# GIVEN REQUEST
Format the lines below as a JSON list of strings, one string per line, and leave out any blank lines.

+---+

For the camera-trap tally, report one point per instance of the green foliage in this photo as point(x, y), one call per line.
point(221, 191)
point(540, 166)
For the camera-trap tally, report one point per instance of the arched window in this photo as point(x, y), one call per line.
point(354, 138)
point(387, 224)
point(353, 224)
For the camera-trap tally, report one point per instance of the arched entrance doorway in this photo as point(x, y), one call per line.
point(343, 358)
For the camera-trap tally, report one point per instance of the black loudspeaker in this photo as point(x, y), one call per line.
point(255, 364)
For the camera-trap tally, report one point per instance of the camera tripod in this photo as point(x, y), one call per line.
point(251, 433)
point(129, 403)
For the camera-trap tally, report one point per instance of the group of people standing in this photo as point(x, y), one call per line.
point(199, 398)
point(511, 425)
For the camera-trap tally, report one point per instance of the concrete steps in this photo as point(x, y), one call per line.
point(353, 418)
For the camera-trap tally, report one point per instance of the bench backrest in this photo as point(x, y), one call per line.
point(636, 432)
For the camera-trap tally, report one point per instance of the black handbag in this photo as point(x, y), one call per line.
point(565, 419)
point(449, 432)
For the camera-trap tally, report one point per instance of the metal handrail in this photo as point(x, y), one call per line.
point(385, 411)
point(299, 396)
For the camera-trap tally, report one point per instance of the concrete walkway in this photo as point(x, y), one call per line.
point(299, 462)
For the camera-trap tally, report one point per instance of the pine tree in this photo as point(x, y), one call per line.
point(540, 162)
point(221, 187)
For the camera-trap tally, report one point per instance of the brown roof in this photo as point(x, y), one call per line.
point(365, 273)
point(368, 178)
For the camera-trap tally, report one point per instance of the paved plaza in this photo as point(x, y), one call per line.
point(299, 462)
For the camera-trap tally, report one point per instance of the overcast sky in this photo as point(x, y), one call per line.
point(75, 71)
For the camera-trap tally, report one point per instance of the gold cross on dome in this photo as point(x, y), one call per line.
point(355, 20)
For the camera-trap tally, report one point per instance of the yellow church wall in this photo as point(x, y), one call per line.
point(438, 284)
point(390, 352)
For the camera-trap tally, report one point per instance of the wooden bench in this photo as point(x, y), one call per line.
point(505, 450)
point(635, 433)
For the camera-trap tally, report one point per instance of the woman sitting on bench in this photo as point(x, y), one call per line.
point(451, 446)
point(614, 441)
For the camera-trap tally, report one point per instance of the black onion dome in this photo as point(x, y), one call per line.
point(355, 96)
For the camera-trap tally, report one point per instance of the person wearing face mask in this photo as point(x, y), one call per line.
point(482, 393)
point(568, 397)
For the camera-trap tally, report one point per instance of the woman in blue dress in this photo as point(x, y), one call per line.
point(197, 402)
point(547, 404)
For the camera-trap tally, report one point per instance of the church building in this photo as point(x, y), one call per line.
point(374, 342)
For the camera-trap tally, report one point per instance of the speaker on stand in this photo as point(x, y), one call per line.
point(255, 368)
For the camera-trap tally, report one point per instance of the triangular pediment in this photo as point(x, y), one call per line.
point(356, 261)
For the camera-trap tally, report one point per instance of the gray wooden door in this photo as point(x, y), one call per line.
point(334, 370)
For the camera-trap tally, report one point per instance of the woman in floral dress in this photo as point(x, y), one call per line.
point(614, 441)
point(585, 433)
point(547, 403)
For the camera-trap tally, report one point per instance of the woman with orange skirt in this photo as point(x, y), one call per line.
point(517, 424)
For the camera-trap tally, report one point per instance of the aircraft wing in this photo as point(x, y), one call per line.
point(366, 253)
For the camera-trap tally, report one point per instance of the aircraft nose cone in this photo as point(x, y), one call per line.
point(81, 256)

+---+

# THE OUTPUT
[
  "For the camera-trap tally, report one point per instance of the green foliage in this photo as point(x, y), one call per line.",
  "point(221, 191)",
  "point(540, 166)",
  "For the camera-trap tally, report one point per instance of the arched window in this photo as point(x, y), one call per line.",
  "point(354, 138)",
  "point(387, 224)",
  "point(353, 224)",
  "For the camera-trap tally, report one point per instance of the arched entrance doorway in this photo as point(x, y), one call per line.",
  "point(343, 358)",
  "For the camera-trap tally, report one point per instance of the black loudspeaker in this photo as point(x, y), one call per line.",
  "point(255, 364)",
  "For the camera-trap tally, report one point per instance of the camera tripod in this photo as point(x, y), one call per line.",
  "point(251, 433)",
  "point(129, 403)",
  "For the camera-trap tally, report one point per instance of the group of people standing in this photo as point(x, y), one call per line.",
  "point(199, 398)",
  "point(511, 425)",
  "For the camera-trap tally, report one point per instance of the concrete steps in this photo as point(x, y), one call per line.",
  "point(353, 418)",
  "For the camera-trap tally, report one point per instance of the bench backrest in this photo as point(x, y), one call per line.",
  "point(636, 432)",
  "For the camera-trap tally, report one point per instance of the black handbag in this photo as point(x, y), one call per line.",
  "point(565, 419)",
  "point(449, 432)",
  "For the camera-trap tally, report one point per instance of the metal handrail in this photo as point(x, y), one call per line.",
  "point(385, 411)",
  "point(299, 396)",
  "For the camera-trap tally, report one point per instance of the concrete walkway in this photo as point(x, y), one call per line.",
  "point(299, 462)",
  "For the camera-trap tally, report one point per instance of the pine tree in this photo as point(x, y), one call per line.",
  "point(540, 162)",
  "point(221, 187)",
  "For the camera-trap tally, report one point per instance of the brown roof in this photo as point(x, y), one call per line.",
  "point(365, 273)",
  "point(368, 178)",
  "For the camera-trap tally, report one point per instance of the paved plaza in this photo as point(x, y), one call per line.",
  "point(299, 462)",
  "For the camera-trap tally, report one point per instance of the overcast sky in this photo as point(x, y), one call per line.",
  "point(75, 71)",
  "For the camera-trap tally, report one point per instance of the gold cross on dome in this photo as point(x, y), one call per line.",
  "point(355, 20)",
  "For the camera-trap tally, report one point per instance of the yellow church wall in this photo as point(x, y), one call per line.",
  "point(438, 284)",
  "point(390, 352)",
  "For the camera-trap tally, report one point per instance of the wooden bench in this photo as point(x, y), one call per line.",
  "point(505, 450)",
  "point(635, 433)",
  "For the camera-trap tally, report one point per instance of the woman sitting on bench in this photo as point(x, y), one call per line.",
  "point(451, 446)",
  "point(614, 441)",
  "For the camera-trap tally, report one point per instance of the black onion dome in this photo as point(x, y), one call per line.",
  "point(355, 96)",
  "For the camera-trap tally, report one point per instance of the person wearing face mask in this photo as point(x, y), one call per line.",
  "point(482, 393)",
  "point(568, 397)",
  "For the camera-trap tally, report one point per instance of the woman in blue dress in this photo as point(x, y), one call per line.",
  "point(197, 402)",
  "point(547, 404)",
  "For the camera-trap tally, report one point per instance of the church building in this photo as point(x, y), one call per line.",
  "point(374, 342)",
  "For the camera-trap tally, report one point per instance of the speaker on stand in this photo as point(x, y), one call per line.",
  "point(255, 368)",
  "For the camera-trap tally, report one point per instance of the triangular pediment in this photo as point(x, y), one call per line.",
  "point(356, 261)",
  "For the camera-trap tally, report one point per instance of the gray wooden door in this photo as point(x, y), one call per line.",
  "point(334, 370)",
  "For the camera-trap tally, report one point per instance of the woman in floral dress in this photo as point(x, y), one call per line.",
  "point(614, 441)",
  "point(585, 433)",
  "point(547, 403)",
  "For the camera-trap tally, report one point per instance of the woman with orange skirt in this photo as point(x, y), one call per line.",
  "point(517, 424)",
  "For the camera-trap tally, report one point per instance of the aircraft wing in this photo as point(x, y), one call per line.",
  "point(366, 253)",
  "For the camera-trap tally, report one point per instance of the aircraft nose cone in this photo as point(x, y), one call per line.",
  "point(81, 256)"
]